Thursday, April 18, 2019

Lectures Spring and Summer 2019


From world maps where Greenland appears larger than Africa to historical maps that show European claims to the world but leave off its actual indigenous occupants, to Google Earth which shows different political boundaries to different users depending on what country they're in, maps distort our picture of the world around us. We'll look at how maps convey different worldviews both accidentally and deliberately.  


From nuclear war and superplagues to asteroids and alien invasions, popular culture continues to obsess about the idea of the world's destruction. We're look at the first mythological predictions of the end and see how the popularity of apocalyptic writing influenced Judaism, Christianity, and the Western world ever since.


Magna Carta, the great charter issued by King John of England in 1215, is often cited as a core, foundational document of modern democracy. By contrast, John who is regarded as one of England's worst kings (there has never been a John II) had no intention whatsoever of making monarchy constitutional. We'll look at what John and his nobles thought they were signing up for with Magna Carta.

━━━━━━━━━━

** Work order 1 **
According to the lecture listing, in what year did King John of England issue Magna Carta?
** Work order 2 **
In the lecture listing, swap "Greenland" for "Antarctica" and give everything from "Lectures Spring and" down to "world ever since.".

** Entries provided **
━━━━━━━━━━

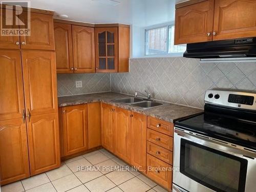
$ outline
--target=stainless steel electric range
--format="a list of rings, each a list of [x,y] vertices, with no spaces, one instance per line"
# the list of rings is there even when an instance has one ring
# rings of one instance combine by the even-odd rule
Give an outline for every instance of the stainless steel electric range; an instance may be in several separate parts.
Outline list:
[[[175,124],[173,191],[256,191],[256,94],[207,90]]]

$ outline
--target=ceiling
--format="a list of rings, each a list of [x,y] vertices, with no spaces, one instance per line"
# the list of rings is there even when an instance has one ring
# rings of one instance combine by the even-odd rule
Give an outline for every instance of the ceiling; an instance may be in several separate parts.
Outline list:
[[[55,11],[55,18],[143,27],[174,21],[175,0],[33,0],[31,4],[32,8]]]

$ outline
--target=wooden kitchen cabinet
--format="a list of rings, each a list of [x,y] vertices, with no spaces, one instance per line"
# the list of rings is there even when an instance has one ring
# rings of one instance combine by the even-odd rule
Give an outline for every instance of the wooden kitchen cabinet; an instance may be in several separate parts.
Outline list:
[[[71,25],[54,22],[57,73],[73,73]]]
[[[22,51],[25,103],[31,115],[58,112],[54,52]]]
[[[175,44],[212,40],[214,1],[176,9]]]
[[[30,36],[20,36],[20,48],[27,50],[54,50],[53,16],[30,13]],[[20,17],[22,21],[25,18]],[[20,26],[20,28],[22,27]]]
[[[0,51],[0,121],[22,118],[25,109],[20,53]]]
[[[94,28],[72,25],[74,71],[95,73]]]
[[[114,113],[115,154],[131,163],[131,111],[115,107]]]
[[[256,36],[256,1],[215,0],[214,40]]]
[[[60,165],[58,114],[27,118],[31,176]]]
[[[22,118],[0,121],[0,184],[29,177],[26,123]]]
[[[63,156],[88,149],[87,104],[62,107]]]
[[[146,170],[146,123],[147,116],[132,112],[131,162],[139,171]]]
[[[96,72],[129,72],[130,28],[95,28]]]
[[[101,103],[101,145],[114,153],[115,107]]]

━━━━━━━━━━

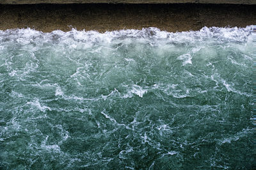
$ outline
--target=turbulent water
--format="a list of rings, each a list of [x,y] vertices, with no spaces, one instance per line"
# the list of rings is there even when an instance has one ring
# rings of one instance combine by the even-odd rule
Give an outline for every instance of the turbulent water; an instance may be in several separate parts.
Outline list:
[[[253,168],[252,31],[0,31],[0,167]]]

━━━━━━━━━━

** Result 1 **
1215

** Result 2 **
Lectures Spring and Summer 2019


From world maps where Antarctica appears larger than Africa to historical maps that show European claims to the world but leave off its actual indigenous occupants, to Google Earth which shows different political boundaries to different users depending on what country they're in, maps distort our picture of the world around us. We'll look at how maps convey different worldviews both accidentally and deliberately.  


From nuclear war and superplagues to asteroids and alien invasions, popular culture continues to obsess about the idea of the world's destruction. We're look at the first mythological predictions of the end and see how the popularity of apocalyptic writing influenced Judaism, Christianity, and the Western world ever since.